[begin DOCUMENT SEGMENT]
I wouldn't assume that will be the case... To this day, Kodi will bark and carry on if left in his ex-pen where he can't see us while we are in the house. (except at bed time) But he's COMPLETELY happy to be in his pen when we are away from home. I ALWAYS make sure to leave him with a yummy chew when we leave. Now, the minute we put our coats on, without us saying anything, he runs into his ex-pen and waits for us to bring his treat!

Just build up slowly, so you don't leave him alone too long at first and I think he'll adjust fine. Also, make sure that you are confident and up-beat about leaving him... if you seem unsure or worried, he'll pick up on that and worry too.


----------



## Paige (Sep 12, 2006)

I have four havanese and am a stay at home mom. When I got each of the pups, there were times where they had to be in the crate and cry/whine it out. It is hard, but after a few days they do quit whining/barking realizing you will return. When I was doing laundry, cooking or something where I could still keep a eye on them, but needed them to stay close by, I attached a lease to them and hooked it to a door knob or cabinet. That way I got things done and they got to follow me around. My four still have their crates and go in them daily on their own. All four of mine have always enjoyed having their own place to lay. I have them lined up in my bedroom and they know which one belongs to who. If one is in the others crate, they will sit outside of it and look at me, like mom he is in my bed.


----------
[end DOCUMENT SEGMENT]
BRIEF 1
Echo the dog-training thread between "I wouldn't assume" and "bring his treat!", inclusive.
BRIEF 2
In the dog-training thread, what does Kodi do as soon as his owners put their coats on?
[begin EXTRACTED ENTRIES]
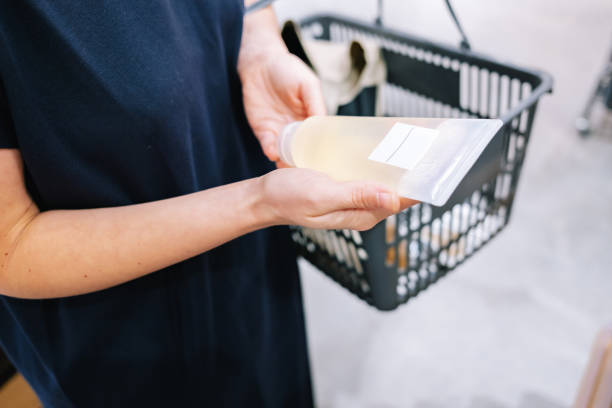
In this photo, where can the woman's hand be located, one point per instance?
[end EXTRACTED ENTRIES]
[begin EXTRACTED ENTRIES]
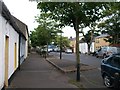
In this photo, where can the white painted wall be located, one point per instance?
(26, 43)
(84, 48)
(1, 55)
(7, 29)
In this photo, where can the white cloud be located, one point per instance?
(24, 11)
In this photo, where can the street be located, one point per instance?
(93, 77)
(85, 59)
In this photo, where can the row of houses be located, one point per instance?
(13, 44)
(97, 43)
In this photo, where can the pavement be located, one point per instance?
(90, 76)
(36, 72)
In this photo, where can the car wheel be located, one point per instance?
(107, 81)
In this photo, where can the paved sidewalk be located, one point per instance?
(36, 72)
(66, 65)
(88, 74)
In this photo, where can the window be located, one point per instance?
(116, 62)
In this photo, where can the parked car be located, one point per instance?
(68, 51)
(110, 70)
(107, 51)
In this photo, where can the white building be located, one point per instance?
[end EXTRACTED ENTRIES]
WORKED ANSWER 1
I wouldn't assume that will be the case... To this day, Kodi will bark and carry on if left in his ex-pen where he can't see us while we are in the house. (except at bed time) But he's COMPLETELY happy to be in his pen when we are away from home. I ALWAYS make sure to leave him with a yummy chew when we leave. Now, the minute we put our coats on, without us saying anything, he runs into his ex-pen and waits for us to bring his treat!

WORKED ANSWER 2
He runs into his ex-pen and waits for them to bring his treat.